**Excerpted records**

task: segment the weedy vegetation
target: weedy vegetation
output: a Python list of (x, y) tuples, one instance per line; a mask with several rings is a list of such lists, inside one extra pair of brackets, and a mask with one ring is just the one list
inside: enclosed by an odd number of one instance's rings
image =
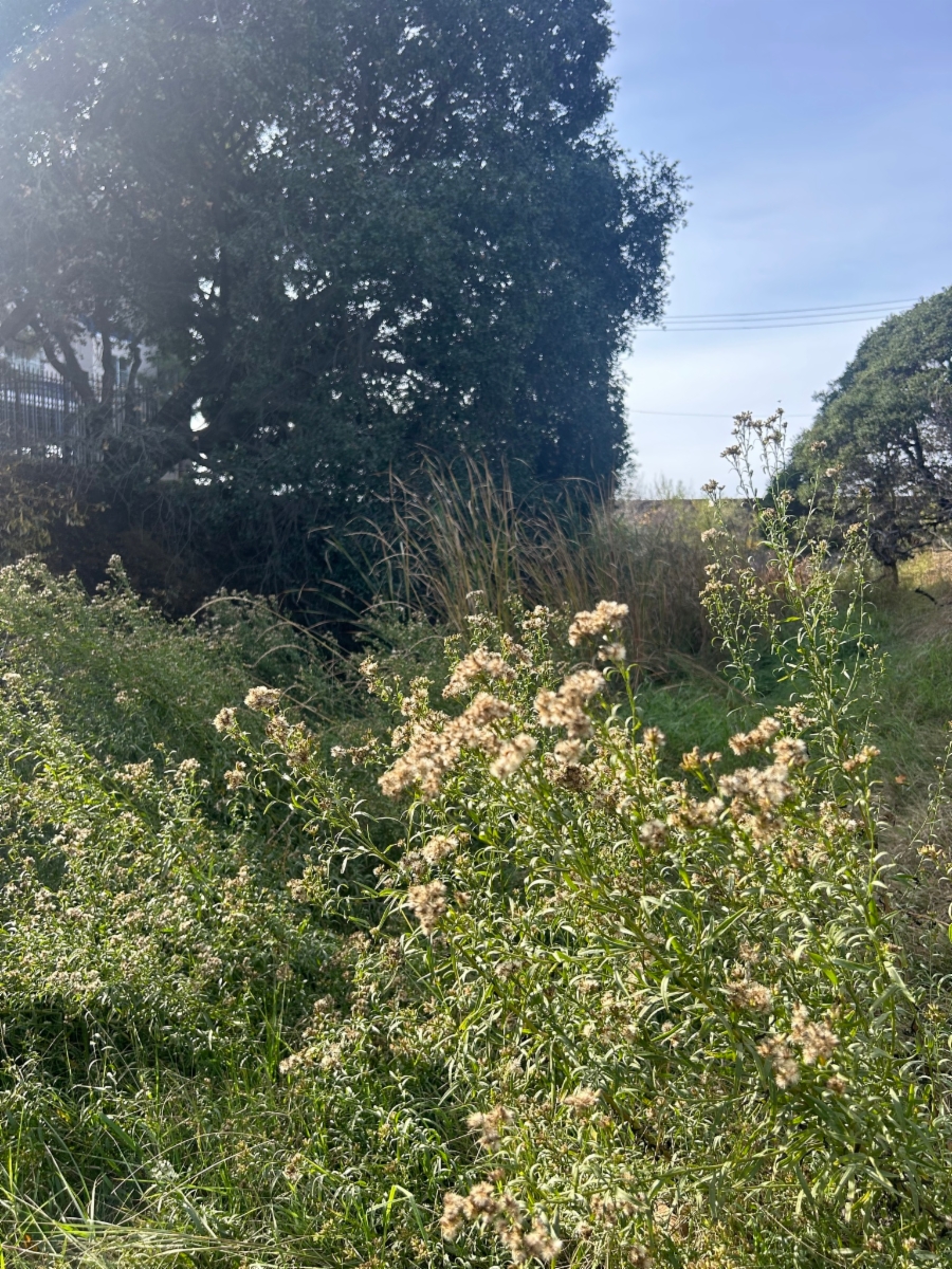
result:
[(338, 661), (235, 596), (0, 575), (6, 1260), (948, 1264), (946, 768), (900, 834), (862, 533), (712, 486), (724, 671), (664, 680), (608, 586), (637, 525), (532, 581), (543, 536), (475, 509), (466, 599), (465, 494)]

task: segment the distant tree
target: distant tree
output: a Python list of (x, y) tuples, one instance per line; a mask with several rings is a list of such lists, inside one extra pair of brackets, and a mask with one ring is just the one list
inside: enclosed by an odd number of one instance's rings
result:
[(895, 570), (952, 523), (952, 288), (871, 331), (819, 401), (787, 480), (830, 470), (840, 520)]
[(0, 25), (0, 339), (103, 418), (119, 357), (178, 367), (113, 464), (201, 463), (259, 553), (423, 449), (621, 464), (618, 354), (684, 202), (605, 129), (607, 0), (66, 8)]

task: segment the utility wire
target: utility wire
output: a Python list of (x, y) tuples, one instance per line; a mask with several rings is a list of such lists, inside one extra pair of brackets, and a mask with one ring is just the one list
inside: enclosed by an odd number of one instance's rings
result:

**Given problem**
Please rewrite this whole listing, every line included, shifting each coordinate in the results by adding 129 to it. Leave out the pictures.

**Final result**
task: segment the weedy vegetation
target: weedy vegetation
output: a Python list of (x, y) tuples, one instance per line; a mask with several rings is a list of such lists, inside one extra pair of brackets, and a mask with one ring is just the one list
inside: enclosed by an odd number of one instance's rings
image =
result:
[(467, 790), (364, 725), (129, 704), (135, 1389), (1077, 1393), (1075, 897), (1029, 963), (991, 662), (841, 615), (853, 800), (793, 809), (737, 715), (766, 654), (661, 710), (672, 665), (604, 638), (595, 728), (594, 623)]

task: segment the distant tree
target: distant tree
output: a Python list of (x, y) tuples, one instance per line; a mask with several rings is a list of such lists, inside one extra pair of brackets, and a mask with one ring is just the one list
inside: enclosed by an odd number of one instance's rings
result:
[(1024, 699), (1081, 652), (1081, 417), (1000, 460), (948, 530), (916, 609), (959, 599), (969, 649)]
[(129, 154), (129, 468), (232, 547), (248, 486), (307, 496), (242, 593), (330, 592), (388, 682), (552, 578), (750, 593), (747, 483), (813, 331), (734, 258), (736, 129), (195, 137)]

task: segment the utility wire
target: utility wire
output: a Python list of (x, y) tuples, one instance per line; a mask with several rings is a list of such lists, inside one extra pair of brackets, and a mask with one ring is just the one list
inside: enclosed by an odd number of one instance's rings
result:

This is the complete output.